──────── Task input ────────
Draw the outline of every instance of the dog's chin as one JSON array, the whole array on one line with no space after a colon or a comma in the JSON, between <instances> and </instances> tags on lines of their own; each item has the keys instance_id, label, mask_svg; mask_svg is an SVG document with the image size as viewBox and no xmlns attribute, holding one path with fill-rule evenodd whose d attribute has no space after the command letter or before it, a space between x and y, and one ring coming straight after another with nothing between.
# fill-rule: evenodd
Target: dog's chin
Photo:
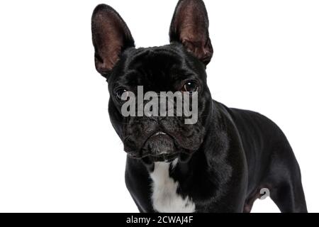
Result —
<instances>
[{"instance_id":1,"label":"dog's chin","mask_svg":"<svg viewBox=\"0 0 319 227\"><path fill-rule=\"evenodd\" d=\"M148 138L138 154L128 153L129 157L140 159L145 163L171 162L176 159L186 160L190 154L172 136L162 131Z\"/></svg>"}]
</instances>

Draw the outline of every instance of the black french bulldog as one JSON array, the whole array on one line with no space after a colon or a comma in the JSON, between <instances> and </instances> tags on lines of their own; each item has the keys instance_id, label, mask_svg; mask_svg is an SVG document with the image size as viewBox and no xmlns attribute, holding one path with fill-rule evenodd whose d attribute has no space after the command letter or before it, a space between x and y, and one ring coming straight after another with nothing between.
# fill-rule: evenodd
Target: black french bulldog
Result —
<instances>
[{"instance_id":1,"label":"black french bulldog","mask_svg":"<svg viewBox=\"0 0 319 227\"><path fill-rule=\"evenodd\" d=\"M265 116L212 99L213 55L201 0L180 0L170 44L135 48L125 23L101 4L92 16L97 71L108 83L111 121L128 153L125 182L141 212L250 212L262 189L281 212L307 212L298 164ZM198 121L121 114L124 92L198 92Z\"/></svg>"}]
</instances>

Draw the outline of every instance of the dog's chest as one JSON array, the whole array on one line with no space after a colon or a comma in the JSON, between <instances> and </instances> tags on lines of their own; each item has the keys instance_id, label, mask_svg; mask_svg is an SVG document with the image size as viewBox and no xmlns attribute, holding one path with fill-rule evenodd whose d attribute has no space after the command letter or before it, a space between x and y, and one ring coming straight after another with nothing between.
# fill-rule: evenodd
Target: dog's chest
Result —
<instances>
[{"instance_id":1,"label":"dog's chest","mask_svg":"<svg viewBox=\"0 0 319 227\"><path fill-rule=\"evenodd\" d=\"M191 213L195 204L189 196L177 194L179 182L169 177L169 165L167 162L155 162L150 173L152 180L152 202L153 209L162 213Z\"/></svg>"}]
</instances>

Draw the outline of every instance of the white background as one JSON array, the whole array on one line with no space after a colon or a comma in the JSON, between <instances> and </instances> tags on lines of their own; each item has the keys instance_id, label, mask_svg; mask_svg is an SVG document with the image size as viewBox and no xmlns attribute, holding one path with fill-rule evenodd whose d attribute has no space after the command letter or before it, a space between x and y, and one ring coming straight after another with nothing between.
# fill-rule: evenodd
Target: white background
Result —
<instances>
[{"instance_id":1,"label":"white background","mask_svg":"<svg viewBox=\"0 0 319 227\"><path fill-rule=\"evenodd\" d=\"M0 1L0 211L138 211L96 71L90 20L106 3L137 46L168 43L177 0ZM206 1L213 98L286 133L309 211L319 211L319 4ZM276 212L269 199L254 212Z\"/></svg>"}]
</instances>

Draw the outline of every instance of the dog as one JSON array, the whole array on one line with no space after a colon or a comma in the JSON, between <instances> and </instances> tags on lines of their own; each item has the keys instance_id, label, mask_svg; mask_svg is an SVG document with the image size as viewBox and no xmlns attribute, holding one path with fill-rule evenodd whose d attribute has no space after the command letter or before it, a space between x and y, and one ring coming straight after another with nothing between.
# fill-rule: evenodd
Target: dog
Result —
<instances>
[{"instance_id":1,"label":"dog","mask_svg":"<svg viewBox=\"0 0 319 227\"><path fill-rule=\"evenodd\" d=\"M127 153L125 184L140 212L250 212L267 189L281 212L307 212L298 164L267 117L212 99L206 68L213 56L201 0L180 0L170 44L135 48L126 23L101 4L91 18L96 70L106 78L111 123ZM198 94L198 119L123 116L123 96ZM160 94L159 94L160 95ZM144 103L142 104L144 104Z\"/></svg>"}]
</instances>

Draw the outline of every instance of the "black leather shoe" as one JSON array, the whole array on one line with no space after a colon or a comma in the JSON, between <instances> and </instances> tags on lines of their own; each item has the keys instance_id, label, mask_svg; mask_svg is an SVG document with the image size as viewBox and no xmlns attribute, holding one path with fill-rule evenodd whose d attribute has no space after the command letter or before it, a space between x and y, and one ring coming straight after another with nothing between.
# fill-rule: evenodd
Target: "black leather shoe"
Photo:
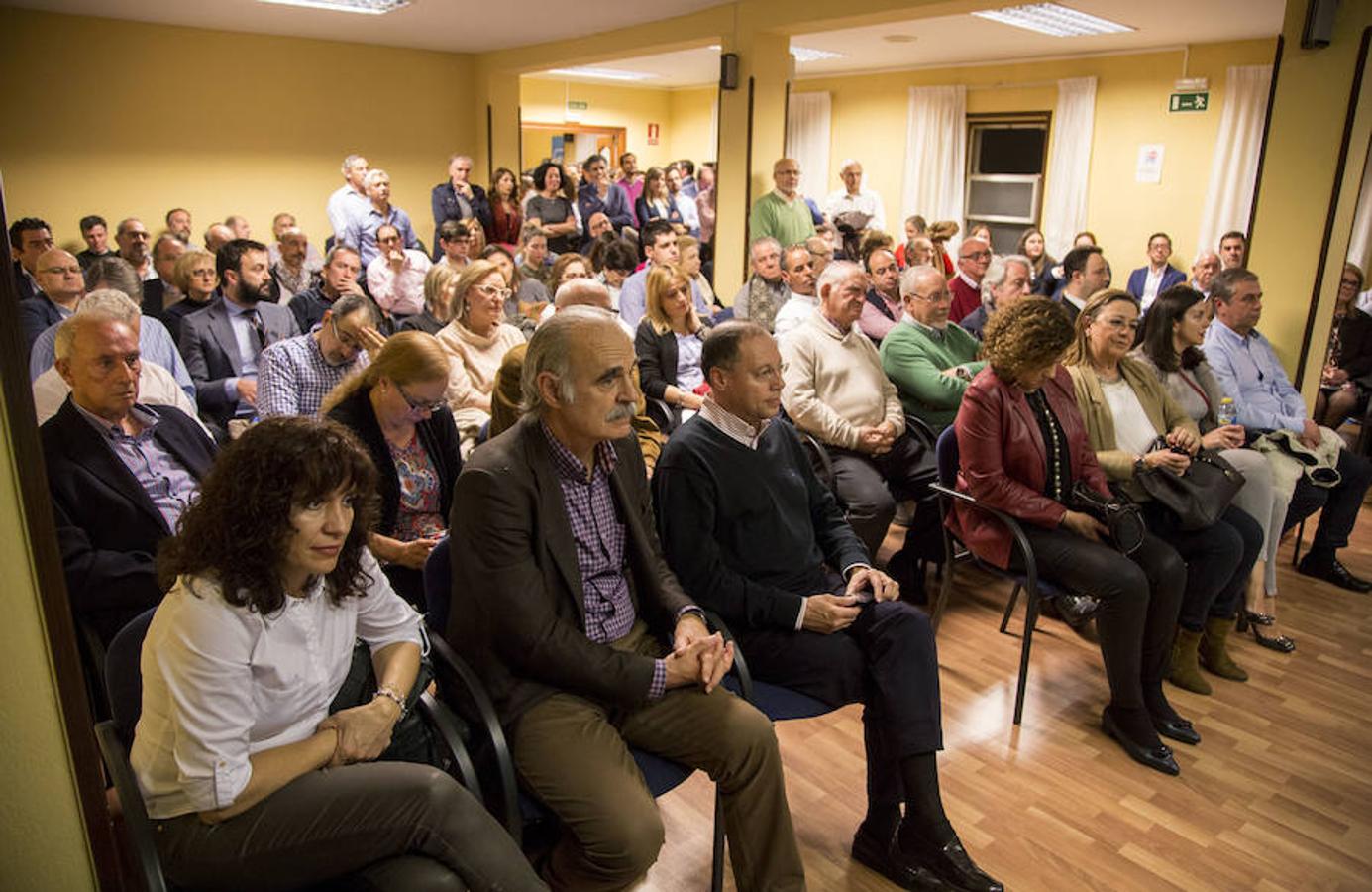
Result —
<instances>
[{"instance_id":1,"label":"black leather shoe","mask_svg":"<svg viewBox=\"0 0 1372 892\"><path fill-rule=\"evenodd\" d=\"M932 871L919 866L910 866L896 859L896 833L890 838L878 838L867 832L867 825L859 825L853 834L853 860L870 867L886 877L901 889L916 889L919 892L947 892L948 884L936 877Z\"/></svg>"},{"instance_id":2,"label":"black leather shoe","mask_svg":"<svg viewBox=\"0 0 1372 892\"><path fill-rule=\"evenodd\" d=\"M890 859L910 870L923 870L941 880L948 889L962 892L1004 892L1006 887L973 863L958 837L941 848L916 852L900 847L897 834L890 844Z\"/></svg>"},{"instance_id":3,"label":"black leather shoe","mask_svg":"<svg viewBox=\"0 0 1372 892\"><path fill-rule=\"evenodd\" d=\"M1154 719L1152 730L1158 731L1163 737L1170 737L1174 741L1190 744L1192 747L1200 742L1199 731L1196 731L1191 722L1183 718L1176 718L1170 722L1159 722Z\"/></svg>"},{"instance_id":4,"label":"black leather shoe","mask_svg":"<svg viewBox=\"0 0 1372 892\"><path fill-rule=\"evenodd\" d=\"M1139 744L1129 740L1129 736L1115 725L1114 715L1110 709L1100 714L1100 730L1106 733L1106 737L1113 737L1115 742L1124 747L1124 751L1129 753L1129 758L1139 764L1146 764L1154 771L1162 771L1163 774L1170 774L1173 777L1181 774L1181 766L1177 760L1172 758L1172 748L1168 745L1158 747L1157 749L1151 747L1140 747Z\"/></svg>"},{"instance_id":5,"label":"black leather shoe","mask_svg":"<svg viewBox=\"0 0 1372 892\"><path fill-rule=\"evenodd\" d=\"M1306 576L1314 576L1316 579L1324 579L1325 582L1332 582L1340 589L1347 589L1349 591L1361 591L1367 594L1372 591L1372 582L1367 579L1358 579L1349 572L1349 568L1339 563L1338 557L1332 557L1328 561L1312 561L1310 554L1301 559L1295 570L1298 574Z\"/></svg>"}]
</instances>

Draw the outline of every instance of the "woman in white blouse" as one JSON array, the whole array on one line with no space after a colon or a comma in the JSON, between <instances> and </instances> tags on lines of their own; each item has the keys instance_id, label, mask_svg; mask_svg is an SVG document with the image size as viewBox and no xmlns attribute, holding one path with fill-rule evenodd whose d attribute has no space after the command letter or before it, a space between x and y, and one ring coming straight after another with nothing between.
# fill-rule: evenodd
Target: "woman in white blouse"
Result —
<instances>
[{"instance_id":1,"label":"woman in white blouse","mask_svg":"<svg viewBox=\"0 0 1372 892\"><path fill-rule=\"evenodd\" d=\"M342 425L263 421L221 453L159 556L174 583L143 646L130 762L177 887L362 873L386 889L545 888L457 781L375 762L421 645L365 548L375 476ZM357 639L376 693L339 704Z\"/></svg>"}]
</instances>

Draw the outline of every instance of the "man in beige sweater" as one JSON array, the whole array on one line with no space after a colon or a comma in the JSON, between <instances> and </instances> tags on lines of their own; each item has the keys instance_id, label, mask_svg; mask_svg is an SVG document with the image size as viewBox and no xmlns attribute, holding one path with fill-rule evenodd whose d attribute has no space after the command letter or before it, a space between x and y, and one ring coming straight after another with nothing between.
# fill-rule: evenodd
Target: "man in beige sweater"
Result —
<instances>
[{"instance_id":1,"label":"man in beige sweater","mask_svg":"<svg viewBox=\"0 0 1372 892\"><path fill-rule=\"evenodd\" d=\"M889 567L903 587L918 590L922 580L912 572L914 559L934 556L938 542L937 508L929 500L934 461L906 431L896 386L882 372L877 347L856 325L870 285L856 263L825 268L816 285L819 306L781 339L781 401L796 427L829 451L834 490L873 560L896 502L925 502Z\"/></svg>"}]
</instances>

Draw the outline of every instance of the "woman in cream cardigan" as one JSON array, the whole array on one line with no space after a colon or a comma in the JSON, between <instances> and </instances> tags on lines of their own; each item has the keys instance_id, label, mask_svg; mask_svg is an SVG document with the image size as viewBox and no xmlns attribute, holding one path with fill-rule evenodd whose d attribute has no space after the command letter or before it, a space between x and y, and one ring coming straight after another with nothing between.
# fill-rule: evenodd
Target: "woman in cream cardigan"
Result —
<instances>
[{"instance_id":1,"label":"woman in cream cardigan","mask_svg":"<svg viewBox=\"0 0 1372 892\"><path fill-rule=\"evenodd\" d=\"M457 279L457 316L438 333L449 355L447 405L457 421L462 458L476 446L482 425L491 420L491 391L505 353L524 343L520 329L505 322L510 290L490 261L472 261Z\"/></svg>"},{"instance_id":2,"label":"woman in cream cardigan","mask_svg":"<svg viewBox=\"0 0 1372 892\"><path fill-rule=\"evenodd\" d=\"M1183 531L1176 513L1148 498L1136 479L1146 468L1183 473L1200 447L1195 421L1151 369L1128 358L1137 331L1133 296L1098 291L1077 317L1077 339L1063 362L1106 478L1140 504L1148 530L1187 563L1169 678L1179 688L1207 694L1210 682L1199 666L1232 681L1249 677L1229 657L1225 642L1262 549L1262 527L1231 505L1209 528Z\"/></svg>"}]
</instances>

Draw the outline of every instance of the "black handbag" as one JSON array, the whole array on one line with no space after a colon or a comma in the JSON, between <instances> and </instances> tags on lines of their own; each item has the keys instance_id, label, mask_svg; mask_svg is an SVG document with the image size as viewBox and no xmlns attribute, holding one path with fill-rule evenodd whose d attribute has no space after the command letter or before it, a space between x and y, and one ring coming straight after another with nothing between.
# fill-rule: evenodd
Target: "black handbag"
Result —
────────
Set problem
Gather every line above that contains the string "handbag". Case counts.

Solution to the exercise
Draw the outline of every instance of the "black handbag" as one JSON array, the whole array on one line with no space after a colon or a comma in the JSON, between <instances> and </instances> tags on lines of their own; each item has the keys instance_id, label, mask_svg; mask_svg is an SVG document with the image size as viewBox and no xmlns attribute, holding one path with fill-rule evenodd whose d attribute has no space after the command letter or before it, a space between x and y, and one ring coming straight after another with nothing between.
Target: "black handbag"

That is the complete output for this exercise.